### Task to complete
A complete, exact copy of the records is needed here.

[Provided records Boundary: Start]

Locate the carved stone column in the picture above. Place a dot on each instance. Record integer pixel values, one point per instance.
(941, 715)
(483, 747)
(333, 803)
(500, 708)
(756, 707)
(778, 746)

[Provided records Boundary: End]

### Written response
Locate the carved stone column in the picture above. Place a dot on each instance. Record integer pixel values, one point per instance.
(941, 715)
(483, 747)
(333, 803)
(500, 708)
(756, 707)
(778, 746)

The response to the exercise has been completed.